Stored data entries
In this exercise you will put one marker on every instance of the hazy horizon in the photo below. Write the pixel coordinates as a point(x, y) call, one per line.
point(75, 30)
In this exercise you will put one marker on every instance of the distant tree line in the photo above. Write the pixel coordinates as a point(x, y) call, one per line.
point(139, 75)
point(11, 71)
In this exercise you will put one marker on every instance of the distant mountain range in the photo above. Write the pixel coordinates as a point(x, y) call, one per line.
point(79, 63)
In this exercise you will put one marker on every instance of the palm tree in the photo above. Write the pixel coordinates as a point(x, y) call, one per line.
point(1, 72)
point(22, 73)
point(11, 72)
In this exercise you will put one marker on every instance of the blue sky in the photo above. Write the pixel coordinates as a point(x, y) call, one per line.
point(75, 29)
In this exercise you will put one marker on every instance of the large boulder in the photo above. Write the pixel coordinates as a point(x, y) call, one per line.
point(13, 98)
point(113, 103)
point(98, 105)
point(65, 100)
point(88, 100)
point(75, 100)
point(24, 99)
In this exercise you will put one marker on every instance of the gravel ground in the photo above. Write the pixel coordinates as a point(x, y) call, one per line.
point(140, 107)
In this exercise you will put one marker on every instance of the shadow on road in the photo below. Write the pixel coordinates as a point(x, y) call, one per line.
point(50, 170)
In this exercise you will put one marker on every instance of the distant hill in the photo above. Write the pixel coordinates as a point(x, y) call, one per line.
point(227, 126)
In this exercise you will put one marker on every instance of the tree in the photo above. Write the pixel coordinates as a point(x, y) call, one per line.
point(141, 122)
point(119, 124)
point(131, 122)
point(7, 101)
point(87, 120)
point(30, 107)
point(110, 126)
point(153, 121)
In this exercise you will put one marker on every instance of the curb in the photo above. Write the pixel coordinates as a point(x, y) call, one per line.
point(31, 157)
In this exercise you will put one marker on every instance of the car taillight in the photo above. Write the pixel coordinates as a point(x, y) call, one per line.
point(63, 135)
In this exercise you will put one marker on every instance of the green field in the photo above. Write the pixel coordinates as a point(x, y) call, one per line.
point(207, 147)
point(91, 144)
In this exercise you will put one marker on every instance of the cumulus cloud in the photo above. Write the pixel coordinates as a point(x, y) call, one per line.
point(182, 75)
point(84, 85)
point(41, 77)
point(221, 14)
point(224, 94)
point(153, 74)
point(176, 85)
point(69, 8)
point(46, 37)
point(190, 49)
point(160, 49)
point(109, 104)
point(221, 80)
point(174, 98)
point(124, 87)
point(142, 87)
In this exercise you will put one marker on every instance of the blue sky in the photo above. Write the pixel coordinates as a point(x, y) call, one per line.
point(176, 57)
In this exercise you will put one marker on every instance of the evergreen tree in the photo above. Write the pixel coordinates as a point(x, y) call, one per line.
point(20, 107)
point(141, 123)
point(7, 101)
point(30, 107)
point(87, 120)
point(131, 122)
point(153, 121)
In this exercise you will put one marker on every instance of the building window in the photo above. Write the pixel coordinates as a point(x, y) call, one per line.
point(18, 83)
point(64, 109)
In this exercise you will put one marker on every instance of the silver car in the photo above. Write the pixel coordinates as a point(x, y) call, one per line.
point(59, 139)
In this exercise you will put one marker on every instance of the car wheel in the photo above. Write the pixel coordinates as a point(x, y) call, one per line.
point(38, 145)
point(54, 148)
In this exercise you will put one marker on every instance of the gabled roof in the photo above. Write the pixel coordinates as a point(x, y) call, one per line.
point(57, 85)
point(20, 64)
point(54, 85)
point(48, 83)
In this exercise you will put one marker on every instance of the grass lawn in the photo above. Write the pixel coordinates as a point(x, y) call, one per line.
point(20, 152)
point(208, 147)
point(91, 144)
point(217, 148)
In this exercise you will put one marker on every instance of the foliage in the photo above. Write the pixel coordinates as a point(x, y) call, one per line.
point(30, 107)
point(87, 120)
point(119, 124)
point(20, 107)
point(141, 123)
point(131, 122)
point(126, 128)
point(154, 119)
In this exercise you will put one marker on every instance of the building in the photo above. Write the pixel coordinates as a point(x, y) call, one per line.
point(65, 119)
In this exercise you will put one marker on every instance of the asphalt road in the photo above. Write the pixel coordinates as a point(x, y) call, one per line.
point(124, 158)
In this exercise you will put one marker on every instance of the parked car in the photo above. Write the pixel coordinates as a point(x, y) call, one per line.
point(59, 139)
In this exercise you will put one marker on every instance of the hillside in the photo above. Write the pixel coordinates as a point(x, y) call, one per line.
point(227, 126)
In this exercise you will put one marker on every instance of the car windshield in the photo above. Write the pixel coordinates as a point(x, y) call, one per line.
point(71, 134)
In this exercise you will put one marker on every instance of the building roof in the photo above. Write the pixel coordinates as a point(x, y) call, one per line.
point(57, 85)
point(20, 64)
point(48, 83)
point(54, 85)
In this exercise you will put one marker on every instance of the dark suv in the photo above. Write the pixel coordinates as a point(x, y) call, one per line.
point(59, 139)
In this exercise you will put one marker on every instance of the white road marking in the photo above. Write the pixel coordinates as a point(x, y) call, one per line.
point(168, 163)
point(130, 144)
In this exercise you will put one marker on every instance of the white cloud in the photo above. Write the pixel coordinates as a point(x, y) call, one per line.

---

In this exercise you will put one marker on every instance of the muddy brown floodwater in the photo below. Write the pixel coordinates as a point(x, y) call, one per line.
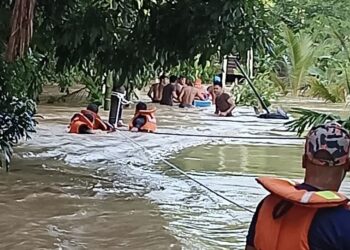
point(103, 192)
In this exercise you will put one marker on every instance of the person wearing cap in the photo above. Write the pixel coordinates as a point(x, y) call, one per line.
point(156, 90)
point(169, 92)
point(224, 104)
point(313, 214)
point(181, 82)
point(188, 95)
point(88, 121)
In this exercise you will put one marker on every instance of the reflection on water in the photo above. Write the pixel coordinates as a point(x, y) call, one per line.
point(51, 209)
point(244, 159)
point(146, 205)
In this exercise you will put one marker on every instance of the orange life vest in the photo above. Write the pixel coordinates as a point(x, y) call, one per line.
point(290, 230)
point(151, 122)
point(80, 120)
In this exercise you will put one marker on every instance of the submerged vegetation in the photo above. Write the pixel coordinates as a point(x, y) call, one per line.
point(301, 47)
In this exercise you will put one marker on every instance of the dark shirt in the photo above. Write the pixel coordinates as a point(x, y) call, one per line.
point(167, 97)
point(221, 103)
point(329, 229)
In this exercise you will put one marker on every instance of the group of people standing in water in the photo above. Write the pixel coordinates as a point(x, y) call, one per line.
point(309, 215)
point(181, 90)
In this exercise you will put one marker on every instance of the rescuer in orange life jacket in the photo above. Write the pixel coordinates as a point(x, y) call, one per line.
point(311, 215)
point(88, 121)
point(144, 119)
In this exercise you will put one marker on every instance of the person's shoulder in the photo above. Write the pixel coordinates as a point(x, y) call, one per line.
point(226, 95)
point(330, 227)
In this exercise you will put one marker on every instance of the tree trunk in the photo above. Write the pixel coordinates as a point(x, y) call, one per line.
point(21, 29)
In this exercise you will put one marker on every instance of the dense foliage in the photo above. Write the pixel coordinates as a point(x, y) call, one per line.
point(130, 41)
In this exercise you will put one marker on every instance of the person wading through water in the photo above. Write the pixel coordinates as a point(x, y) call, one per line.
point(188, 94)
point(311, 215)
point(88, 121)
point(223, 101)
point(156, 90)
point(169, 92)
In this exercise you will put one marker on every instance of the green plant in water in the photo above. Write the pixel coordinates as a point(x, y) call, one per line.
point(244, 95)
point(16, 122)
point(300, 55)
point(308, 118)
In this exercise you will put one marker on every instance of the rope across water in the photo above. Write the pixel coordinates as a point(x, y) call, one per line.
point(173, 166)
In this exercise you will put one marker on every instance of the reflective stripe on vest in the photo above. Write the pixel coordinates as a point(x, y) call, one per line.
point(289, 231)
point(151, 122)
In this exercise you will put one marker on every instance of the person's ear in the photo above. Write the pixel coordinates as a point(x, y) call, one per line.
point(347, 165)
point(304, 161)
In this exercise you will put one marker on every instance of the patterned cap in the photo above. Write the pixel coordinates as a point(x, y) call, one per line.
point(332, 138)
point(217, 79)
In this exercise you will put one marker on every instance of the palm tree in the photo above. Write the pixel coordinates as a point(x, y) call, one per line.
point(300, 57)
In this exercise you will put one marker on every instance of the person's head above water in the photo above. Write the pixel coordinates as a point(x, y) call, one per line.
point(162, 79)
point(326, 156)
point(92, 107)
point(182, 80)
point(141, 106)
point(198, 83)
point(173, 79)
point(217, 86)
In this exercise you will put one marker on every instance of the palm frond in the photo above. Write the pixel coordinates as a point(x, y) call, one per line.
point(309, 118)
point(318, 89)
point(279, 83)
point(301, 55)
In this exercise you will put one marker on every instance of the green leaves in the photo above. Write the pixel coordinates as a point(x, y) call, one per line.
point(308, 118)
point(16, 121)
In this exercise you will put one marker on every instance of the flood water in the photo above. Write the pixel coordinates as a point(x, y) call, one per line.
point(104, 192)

...

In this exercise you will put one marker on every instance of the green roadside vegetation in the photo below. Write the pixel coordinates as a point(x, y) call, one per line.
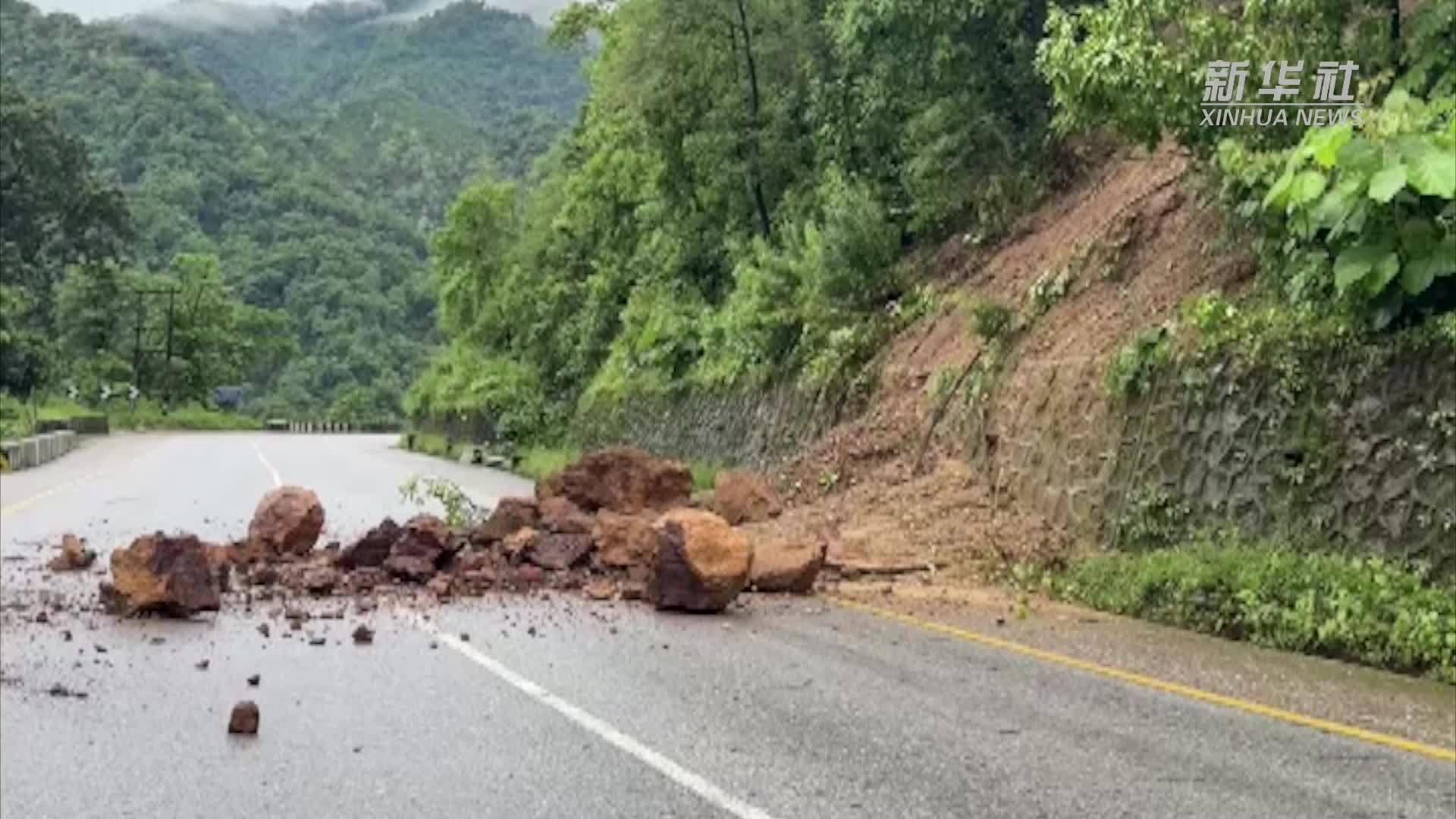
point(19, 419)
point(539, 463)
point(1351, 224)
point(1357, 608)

**What is being asked**: Look above for the line with "the dark suv" and the line with "the white cloud". Retype those two lines and every line between them exactly, adding nothing.

**Response to the exercise**:
In this exercise you will put one marker on every instance of the dark suv in the photo above. Write the pixel coordinates as a point(x, y) call, one per line.
point(59, 139)
In this exercise you will put one marker on every instance of the white road marking in the photo above. Write the pixel coordinates as a point(x, y) call, one per line.
point(168, 163)
point(130, 144)
In this exercise you will put one marker on every instance of the white cloud in the photo above. Write the pixel coordinates as a point(x, y) call, one per line.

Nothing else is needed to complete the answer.